## Selected text:
------------------------------------------------------------------------
Those that seek more detailed information about the construction
and use of fracture plans, which are well-known to those of
ordinary skill in the art, may refer to documents in the published
literature, including U.S. Pat. Nos. 7,516,793; 6,978,83182;
6,959,773; 6,938,690; and 6,719,055; among others.
[0086] To form a control system according to some embodiments
described herein, the errors between actual states and desired
states can be developed and applied to adjust fracturing activity,
by taking leak-off rates into account, and generating drive vectors
for the fracturing fluid making and supply system as surface
components 1030, as well as for down-hole tools 1018, to be fed to
control system 1042. The control system 1042 can then output
signals to control the surface and down-hole tools of the
fracturing system, such as generally shown in the site 1000.
[0087] The fracturing model can be used not only to create an
initial fracture plan, but to estimate the current state of the
fracture during fracturing in real-time. This estimate can use
fracture well sensors, such as down-hole sensors 1026 and/or
off-set sensors 1040 and/or surface sensors 1035. Thus, many
embodiments may be realized.
------------------------------------------------------------------------
## Required task:
Echo, word for word, the stretch of the passage on fracturing control from "[0087] The fracturing" through "may be realized.". The records play no part in this work.

## Material shown:
------------------------------------------------------------------------
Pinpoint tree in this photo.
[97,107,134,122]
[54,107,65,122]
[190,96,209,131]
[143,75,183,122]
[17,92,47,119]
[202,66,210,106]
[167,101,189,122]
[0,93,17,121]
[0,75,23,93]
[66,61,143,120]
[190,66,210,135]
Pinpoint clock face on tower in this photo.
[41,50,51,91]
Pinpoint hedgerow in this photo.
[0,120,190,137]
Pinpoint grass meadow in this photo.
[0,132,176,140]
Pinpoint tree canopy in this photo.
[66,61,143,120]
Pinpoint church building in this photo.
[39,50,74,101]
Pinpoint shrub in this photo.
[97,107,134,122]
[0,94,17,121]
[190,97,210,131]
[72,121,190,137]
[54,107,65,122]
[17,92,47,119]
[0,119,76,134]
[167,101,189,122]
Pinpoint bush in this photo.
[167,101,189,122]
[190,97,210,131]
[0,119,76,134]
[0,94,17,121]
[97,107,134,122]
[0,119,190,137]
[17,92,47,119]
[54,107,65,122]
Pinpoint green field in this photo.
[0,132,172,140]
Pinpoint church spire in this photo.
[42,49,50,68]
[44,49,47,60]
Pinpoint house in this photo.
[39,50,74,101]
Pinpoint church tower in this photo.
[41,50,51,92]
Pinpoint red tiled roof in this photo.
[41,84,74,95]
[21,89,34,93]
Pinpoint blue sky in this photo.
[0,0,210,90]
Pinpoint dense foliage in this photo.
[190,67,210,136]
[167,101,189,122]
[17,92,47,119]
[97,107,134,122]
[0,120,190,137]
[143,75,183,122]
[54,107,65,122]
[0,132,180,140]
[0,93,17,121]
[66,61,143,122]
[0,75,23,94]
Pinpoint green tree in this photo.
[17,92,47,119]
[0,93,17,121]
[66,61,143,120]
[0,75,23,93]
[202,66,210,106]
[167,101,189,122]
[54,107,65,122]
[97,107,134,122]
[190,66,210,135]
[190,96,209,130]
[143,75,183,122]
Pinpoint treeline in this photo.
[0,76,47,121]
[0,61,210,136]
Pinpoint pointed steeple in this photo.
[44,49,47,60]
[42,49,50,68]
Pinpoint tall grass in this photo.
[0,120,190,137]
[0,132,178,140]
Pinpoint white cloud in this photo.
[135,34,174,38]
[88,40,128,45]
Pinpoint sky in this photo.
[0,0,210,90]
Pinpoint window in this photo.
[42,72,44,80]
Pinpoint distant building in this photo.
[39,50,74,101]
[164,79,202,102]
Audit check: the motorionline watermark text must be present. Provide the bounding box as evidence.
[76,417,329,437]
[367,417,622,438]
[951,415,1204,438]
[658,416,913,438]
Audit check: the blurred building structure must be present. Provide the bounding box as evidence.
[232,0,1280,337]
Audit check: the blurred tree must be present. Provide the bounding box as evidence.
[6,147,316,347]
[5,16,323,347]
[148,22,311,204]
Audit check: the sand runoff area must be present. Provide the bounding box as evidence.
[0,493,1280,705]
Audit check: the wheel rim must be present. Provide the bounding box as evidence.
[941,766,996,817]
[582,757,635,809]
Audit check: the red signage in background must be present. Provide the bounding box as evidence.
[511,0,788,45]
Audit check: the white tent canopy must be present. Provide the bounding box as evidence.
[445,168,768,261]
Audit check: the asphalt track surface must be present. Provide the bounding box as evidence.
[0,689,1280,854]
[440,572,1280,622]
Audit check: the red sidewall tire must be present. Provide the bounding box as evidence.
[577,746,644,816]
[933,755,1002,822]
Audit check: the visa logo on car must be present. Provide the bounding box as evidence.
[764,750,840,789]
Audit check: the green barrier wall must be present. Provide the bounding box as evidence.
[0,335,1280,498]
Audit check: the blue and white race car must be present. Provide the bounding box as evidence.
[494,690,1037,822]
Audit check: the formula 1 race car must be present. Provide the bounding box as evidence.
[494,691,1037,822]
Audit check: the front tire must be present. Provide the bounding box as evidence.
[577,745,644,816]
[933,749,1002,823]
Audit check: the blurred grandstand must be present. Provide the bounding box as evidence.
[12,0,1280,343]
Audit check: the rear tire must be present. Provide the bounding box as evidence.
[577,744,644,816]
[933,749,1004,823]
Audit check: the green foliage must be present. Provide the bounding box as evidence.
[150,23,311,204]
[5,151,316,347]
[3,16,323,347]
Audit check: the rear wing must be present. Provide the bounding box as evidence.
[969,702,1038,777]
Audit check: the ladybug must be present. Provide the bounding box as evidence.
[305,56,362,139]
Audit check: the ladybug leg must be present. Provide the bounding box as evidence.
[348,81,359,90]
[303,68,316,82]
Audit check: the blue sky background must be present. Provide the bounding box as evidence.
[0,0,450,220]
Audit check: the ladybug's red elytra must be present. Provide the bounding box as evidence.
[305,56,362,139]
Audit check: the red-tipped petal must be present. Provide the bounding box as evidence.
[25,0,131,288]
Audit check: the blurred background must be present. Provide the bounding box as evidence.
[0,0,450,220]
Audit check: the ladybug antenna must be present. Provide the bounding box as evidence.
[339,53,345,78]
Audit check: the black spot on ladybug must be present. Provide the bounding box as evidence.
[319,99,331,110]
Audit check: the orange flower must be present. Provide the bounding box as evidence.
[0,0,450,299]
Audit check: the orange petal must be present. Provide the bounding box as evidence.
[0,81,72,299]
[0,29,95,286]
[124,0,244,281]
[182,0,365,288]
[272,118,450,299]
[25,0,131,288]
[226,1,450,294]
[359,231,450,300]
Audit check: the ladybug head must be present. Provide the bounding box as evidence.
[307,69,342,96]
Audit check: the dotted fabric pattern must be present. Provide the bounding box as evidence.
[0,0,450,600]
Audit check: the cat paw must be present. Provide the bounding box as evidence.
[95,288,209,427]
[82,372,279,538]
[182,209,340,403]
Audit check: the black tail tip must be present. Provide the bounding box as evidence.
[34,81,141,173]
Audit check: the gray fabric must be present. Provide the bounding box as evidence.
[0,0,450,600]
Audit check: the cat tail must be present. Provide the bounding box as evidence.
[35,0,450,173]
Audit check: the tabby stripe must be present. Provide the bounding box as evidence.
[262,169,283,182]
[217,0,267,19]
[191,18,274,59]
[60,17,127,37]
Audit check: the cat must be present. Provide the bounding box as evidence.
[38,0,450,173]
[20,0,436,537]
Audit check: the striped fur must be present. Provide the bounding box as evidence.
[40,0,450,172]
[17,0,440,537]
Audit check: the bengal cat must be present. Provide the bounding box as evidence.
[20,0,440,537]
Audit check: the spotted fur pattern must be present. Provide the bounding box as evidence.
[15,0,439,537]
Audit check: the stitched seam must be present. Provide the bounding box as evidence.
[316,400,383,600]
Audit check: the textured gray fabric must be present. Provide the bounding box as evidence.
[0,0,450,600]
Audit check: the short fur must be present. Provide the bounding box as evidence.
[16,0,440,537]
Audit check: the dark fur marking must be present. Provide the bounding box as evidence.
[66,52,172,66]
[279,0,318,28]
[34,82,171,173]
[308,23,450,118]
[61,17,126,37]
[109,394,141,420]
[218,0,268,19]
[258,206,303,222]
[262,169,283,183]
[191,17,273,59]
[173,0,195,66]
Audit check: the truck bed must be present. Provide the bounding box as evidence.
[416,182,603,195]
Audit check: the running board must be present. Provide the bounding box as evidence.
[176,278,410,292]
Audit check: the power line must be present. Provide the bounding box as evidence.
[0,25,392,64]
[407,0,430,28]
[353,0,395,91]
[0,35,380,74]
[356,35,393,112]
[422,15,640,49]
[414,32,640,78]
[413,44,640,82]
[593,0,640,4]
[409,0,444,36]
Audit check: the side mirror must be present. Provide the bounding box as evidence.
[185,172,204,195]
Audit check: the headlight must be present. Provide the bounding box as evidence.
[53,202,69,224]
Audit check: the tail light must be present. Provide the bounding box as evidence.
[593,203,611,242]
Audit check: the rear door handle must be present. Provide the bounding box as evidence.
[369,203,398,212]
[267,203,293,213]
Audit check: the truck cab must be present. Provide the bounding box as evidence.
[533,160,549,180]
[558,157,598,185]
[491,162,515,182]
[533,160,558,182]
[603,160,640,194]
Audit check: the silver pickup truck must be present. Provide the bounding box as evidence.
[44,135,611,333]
------------------------------------------------------------------------
## Task result:
[0087] The fracturing model can be used not only to create an
initial fracture plan, but to estimate the current state of the
fracture during fracturing in real-time. This estimate can use
fracture well sensors, such as down-hole sensors 1026 and/or
off-set sensors 1040 and/or surface sensors 1035. Thus, many
embodiments may be realized.